* **Task instructions**
Copy every entry exactly, but skip the pictures.

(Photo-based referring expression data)
───

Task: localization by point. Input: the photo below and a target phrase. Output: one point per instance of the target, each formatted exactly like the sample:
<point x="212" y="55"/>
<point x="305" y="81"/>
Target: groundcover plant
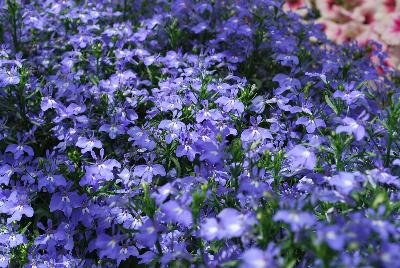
<point x="186" y="133"/>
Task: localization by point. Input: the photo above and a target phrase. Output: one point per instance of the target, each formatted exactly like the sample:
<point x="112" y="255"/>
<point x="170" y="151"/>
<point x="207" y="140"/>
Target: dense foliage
<point x="192" y="133"/>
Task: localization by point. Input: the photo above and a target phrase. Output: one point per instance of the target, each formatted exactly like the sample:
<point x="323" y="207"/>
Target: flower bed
<point x="192" y="134"/>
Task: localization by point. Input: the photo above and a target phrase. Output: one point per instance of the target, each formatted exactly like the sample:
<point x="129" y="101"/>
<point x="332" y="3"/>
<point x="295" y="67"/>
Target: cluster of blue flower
<point x="192" y="133"/>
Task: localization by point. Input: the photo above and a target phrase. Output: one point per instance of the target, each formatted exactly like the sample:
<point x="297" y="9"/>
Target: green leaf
<point x="177" y="166"/>
<point x="330" y="104"/>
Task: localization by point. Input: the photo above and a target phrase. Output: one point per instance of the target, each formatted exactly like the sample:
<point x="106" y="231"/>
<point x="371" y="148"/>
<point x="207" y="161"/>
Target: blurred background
<point x="356" y="20"/>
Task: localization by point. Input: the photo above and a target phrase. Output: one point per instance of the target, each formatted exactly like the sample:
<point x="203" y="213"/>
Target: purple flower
<point x="12" y="239"/>
<point x="310" y="124"/>
<point x="255" y="133"/>
<point x="230" y="104"/>
<point x="17" y="206"/>
<point x="113" y="130"/>
<point x="65" y="201"/>
<point x="232" y="222"/>
<point x="207" y="114"/>
<point x="6" y="171"/>
<point x="51" y="181"/>
<point x="210" y="229"/>
<point x="108" y="246"/>
<point x="352" y="126"/>
<point x="302" y="157"/>
<point x="257" y="258"/>
<point x="147" y="235"/>
<point x="9" y="77"/>
<point x="147" y="172"/>
<point x="345" y="182"/>
<point x="177" y="213"/>
<point x="87" y="145"/>
<point x="296" y="220"/>
<point x="47" y="103"/>
<point x="333" y="236"/>
<point x="19" y="149"/>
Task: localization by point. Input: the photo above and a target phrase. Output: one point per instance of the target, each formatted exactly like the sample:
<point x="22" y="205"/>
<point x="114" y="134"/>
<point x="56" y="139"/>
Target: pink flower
<point x="391" y="30"/>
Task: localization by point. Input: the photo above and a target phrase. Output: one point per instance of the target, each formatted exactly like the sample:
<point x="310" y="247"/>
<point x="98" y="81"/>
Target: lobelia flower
<point x="302" y="157"/>
<point x="177" y="213"/>
<point x="19" y="149"/>
<point x="6" y="171"/>
<point x="210" y="229"/>
<point x="17" y="206"/>
<point x="9" y="77"/>
<point x="310" y="124"/>
<point x="333" y="236"/>
<point x="255" y="133"/>
<point x="147" y="172"/>
<point x="345" y="182"/>
<point x="65" y="201"/>
<point x="258" y="258"/>
<point x="87" y="145"/>
<point x="112" y="129"/>
<point x="109" y="246"/>
<point x="296" y="220"/>
<point x="12" y="239"/>
<point x="232" y="222"/>
<point x="147" y="235"/>
<point x="206" y="114"/>
<point x="352" y="127"/>
<point x="230" y="104"/>
<point x="186" y="148"/>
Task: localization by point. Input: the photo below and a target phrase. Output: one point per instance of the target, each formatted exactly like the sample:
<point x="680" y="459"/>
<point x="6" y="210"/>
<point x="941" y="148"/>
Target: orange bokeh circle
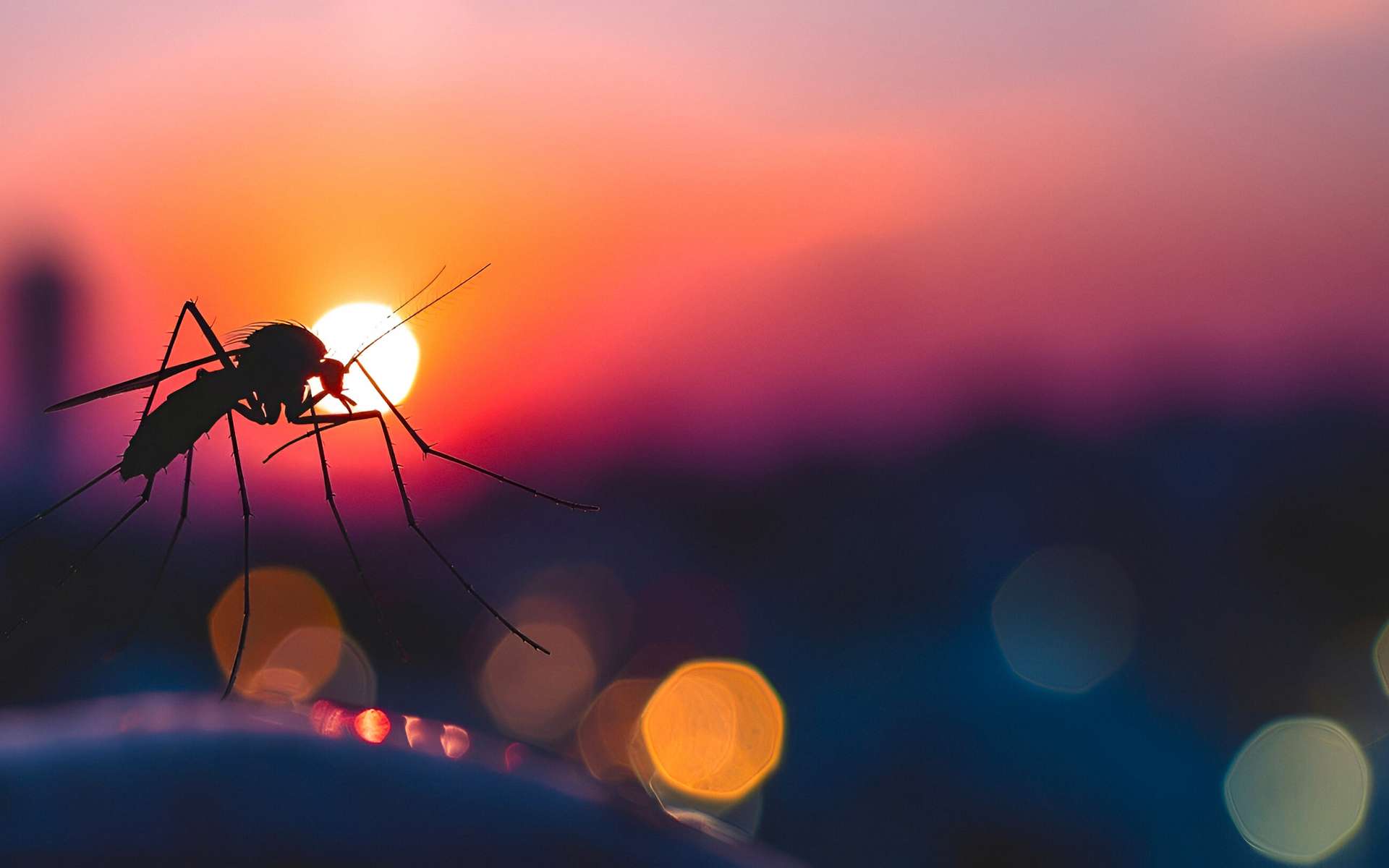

───

* **Completed task**
Task: localization by point. Input: the photo below and a target phrase. Output: one point per instance of the target, each formatted exactly like the sample:
<point x="212" y="55"/>
<point x="305" y="81"/>
Target: groundcover plant
<point x="186" y="133"/>
Task: localization by point. Input: the photo above and a target phrase. Output: one point per instance of the target, each formatted exactly like the sample:
<point x="112" y="255"/>
<point x="170" y="151"/>
<point x="207" y="140"/>
Target: dense foliage
<point x="192" y="133"/>
Task: localization by point. Input: the photo above and a target phrase. Output: one point per instance of the target, each formatted exactly like the sample:
<point x="323" y="207"/>
Target: flower bed
<point x="192" y="134"/>
Task: localization by point. Input: the photo above and a target phrase. Output: one point per instance of the target, each formatted exactly like the sample:
<point x="129" y="101"/>
<point x="332" y="3"/>
<point x="295" y="67"/>
Target: cluster of blue flower
<point x="192" y="133"/>
Task: localization by point. Input: the photo above and a target phrase. Output: one point per instance of the target, each formatted exactly like the sample:
<point x="297" y="9"/>
Target: green leaf
<point x="177" y="166"/>
<point x="330" y="104"/>
Task: localization by point. Input: the photo above and a target phrase. Output: one point per instance of the target, each formatted exactly like the sample:
<point x="106" y="231"/>
<point x="371" y="148"/>
<point x="207" y="161"/>
Target: blurred background
<point x="356" y="20"/>
Task: localization by point. Input: the photo above and a target phrase. Output: one point per instance of the target, each formatted exactly like the sample:
<point x="203" y="213"/>
Target: purple flower
<point x="12" y="239"/>
<point x="310" y="124"/>
<point x="255" y="133"/>
<point x="230" y="104"/>
<point x="17" y="206"/>
<point x="113" y="130"/>
<point x="65" y="201"/>
<point x="232" y="222"/>
<point x="207" y="114"/>
<point x="6" y="171"/>
<point x="51" y="181"/>
<point x="210" y="229"/>
<point x="108" y="246"/>
<point x="352" y="126"/>
<point x="302" y="157"/>
<point x="257" y="258"/>
<point x="147" y="235"/>
<point x="9" y="77"/>
<point x="147" y="172"/>
<point x="345" y="182"/>
<point x="177" y="213"/>
<point x="87" y="145"/>
<point x="296" y="220"/>
<point x="47" y="103"/>
<point x="333" y="236"/>
<point x="19" y="149"/>
Task: localization by point. Input: the photo above and a target phrase. Output: one point per instance of the target, each formatted exactly like the sample:
<point x="22" y="205"/>
<point x="114" y="134"/>
<point x="56" y="139"/>
Target: pink flower
<point x="391" y="30"/>
Task: localization by point. Input: the photo above and a target phrase. Output: one point per instance of the target, each formatted exactly like the sample:
<point x="310" y="247"/>
<point x="98" y="81"/>
Target: lobelia flower
<point x="302" y="157"/>
<point x="177" y="213"/>
<point x="19" y="149"/>
<point x="6" y="171"/>
<point x="210" y="229"/>
<point x="17" y="206"/>
<point x="9" y="77"/>
<point x="310" y="124"/>
<point x="333" y="236"/>
<point x="255" y="133"/>
<point x="147" y="172"/>
<point x="345" y="182"/>
<point x="65" y="201"/>
<point x="258" y="258"/>
<point x="87" y="145"/>
<point x="112" y="129"/>
<point x="109" y="246"/>
<point x="296" y="220"/>
<point x="12" y="239"/>
<point x="232" y="222"/>
<point x="147" y="235"/>
<point x="206" y="114"/>
<point x="352" y="127"/>
<point x="230" y="104"/>
<point x="186" y="148"/>
Task: localization by point. Input: the photo below and a target phrase. Output: one point per instance of the target, each formatted exactly like the sample:
<point x="680" y="459"/>
<point x="6" y="210"/>
<point x="941" y="148"/>
Target: orange bokeh circle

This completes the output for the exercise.